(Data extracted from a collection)
^^^^^^^^^^^^^^^^

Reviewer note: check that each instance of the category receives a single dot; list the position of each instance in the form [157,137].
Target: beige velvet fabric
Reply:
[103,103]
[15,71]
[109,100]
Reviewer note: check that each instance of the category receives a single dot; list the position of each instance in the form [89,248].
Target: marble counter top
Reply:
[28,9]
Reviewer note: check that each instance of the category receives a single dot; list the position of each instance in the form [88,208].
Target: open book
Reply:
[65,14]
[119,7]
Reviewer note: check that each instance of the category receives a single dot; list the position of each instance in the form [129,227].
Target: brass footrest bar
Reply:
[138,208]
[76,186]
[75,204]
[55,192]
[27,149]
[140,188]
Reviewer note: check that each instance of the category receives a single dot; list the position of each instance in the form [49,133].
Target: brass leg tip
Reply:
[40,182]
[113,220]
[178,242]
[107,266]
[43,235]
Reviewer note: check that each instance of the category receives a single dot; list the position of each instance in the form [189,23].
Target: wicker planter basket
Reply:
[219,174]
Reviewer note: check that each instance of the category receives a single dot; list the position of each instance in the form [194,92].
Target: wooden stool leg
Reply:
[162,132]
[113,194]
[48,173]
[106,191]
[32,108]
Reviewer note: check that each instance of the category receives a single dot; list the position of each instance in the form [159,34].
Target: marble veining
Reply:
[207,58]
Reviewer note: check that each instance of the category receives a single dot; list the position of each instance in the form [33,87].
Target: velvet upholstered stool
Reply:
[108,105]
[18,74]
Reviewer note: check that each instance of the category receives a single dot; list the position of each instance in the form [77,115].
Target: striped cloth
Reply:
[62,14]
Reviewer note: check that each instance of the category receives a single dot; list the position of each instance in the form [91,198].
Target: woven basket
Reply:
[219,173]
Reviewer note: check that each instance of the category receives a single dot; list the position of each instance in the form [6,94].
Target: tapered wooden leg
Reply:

^^^^^^^^^^^^^^^^

**Task to complete:**
In the records, which lines use the word "brass"? Report them.

**Result of this task:**
Target: brass footrest bar
Target: brass leg tip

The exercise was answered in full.